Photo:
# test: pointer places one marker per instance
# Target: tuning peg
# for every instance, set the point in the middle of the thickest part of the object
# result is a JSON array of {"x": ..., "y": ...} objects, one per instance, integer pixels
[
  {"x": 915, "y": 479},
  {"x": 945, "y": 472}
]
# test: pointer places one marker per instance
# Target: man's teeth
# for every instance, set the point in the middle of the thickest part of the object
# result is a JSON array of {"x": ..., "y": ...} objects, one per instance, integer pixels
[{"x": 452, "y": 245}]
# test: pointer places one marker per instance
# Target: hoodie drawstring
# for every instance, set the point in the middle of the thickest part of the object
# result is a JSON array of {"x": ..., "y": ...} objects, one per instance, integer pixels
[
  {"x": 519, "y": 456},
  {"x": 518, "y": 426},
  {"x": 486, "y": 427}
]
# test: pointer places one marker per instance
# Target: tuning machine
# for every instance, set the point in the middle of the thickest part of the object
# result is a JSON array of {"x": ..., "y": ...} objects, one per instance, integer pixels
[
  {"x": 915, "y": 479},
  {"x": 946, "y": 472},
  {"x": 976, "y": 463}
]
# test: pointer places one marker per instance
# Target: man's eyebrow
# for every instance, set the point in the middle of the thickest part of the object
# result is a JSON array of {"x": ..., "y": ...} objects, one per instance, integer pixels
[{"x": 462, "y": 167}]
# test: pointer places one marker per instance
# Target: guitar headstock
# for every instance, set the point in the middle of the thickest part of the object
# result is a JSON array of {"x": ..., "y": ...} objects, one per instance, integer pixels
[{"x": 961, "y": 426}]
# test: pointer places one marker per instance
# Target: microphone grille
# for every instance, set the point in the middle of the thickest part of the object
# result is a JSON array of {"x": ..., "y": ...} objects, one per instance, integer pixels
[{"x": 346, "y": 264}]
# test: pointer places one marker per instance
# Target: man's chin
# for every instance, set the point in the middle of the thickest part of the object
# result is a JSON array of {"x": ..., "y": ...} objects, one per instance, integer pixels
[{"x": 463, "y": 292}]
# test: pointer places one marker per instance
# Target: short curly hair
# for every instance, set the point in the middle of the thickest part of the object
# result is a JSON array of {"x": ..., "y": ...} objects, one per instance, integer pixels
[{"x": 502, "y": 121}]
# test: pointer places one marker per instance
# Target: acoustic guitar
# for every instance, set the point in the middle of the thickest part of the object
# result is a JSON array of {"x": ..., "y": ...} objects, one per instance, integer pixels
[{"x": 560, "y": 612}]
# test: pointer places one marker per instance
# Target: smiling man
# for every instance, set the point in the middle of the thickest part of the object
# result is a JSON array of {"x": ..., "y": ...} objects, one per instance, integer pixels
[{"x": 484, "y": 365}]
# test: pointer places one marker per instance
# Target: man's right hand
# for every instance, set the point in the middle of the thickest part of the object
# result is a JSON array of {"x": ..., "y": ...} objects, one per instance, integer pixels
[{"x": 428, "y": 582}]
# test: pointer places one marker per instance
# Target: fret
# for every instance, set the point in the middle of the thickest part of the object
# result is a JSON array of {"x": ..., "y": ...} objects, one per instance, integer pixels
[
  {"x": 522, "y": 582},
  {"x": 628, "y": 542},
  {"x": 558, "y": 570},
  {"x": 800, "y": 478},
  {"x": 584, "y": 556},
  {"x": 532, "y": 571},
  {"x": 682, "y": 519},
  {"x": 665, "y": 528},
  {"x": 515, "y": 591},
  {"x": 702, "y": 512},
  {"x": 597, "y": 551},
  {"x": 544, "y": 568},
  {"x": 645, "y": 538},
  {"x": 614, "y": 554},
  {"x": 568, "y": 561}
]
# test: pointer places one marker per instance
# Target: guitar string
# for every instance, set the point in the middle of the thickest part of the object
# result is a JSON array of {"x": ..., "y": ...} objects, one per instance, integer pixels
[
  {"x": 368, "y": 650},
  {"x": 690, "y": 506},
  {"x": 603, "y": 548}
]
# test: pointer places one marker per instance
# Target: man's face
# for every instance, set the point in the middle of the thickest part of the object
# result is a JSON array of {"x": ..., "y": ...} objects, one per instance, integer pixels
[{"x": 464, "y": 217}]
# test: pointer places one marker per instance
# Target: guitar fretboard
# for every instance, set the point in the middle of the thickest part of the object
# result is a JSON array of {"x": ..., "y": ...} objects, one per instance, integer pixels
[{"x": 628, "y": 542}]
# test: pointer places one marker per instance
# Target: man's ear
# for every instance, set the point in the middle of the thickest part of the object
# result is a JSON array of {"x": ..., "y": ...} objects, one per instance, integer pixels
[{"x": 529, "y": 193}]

----

(Work to be completed):
Filter the lines above, keeping and copying those that contain "guitar".

(Expected output):
# Target: guitar headstock
# Target: acoustic guitar
# Target: guitar string
# Target: guitar fretboard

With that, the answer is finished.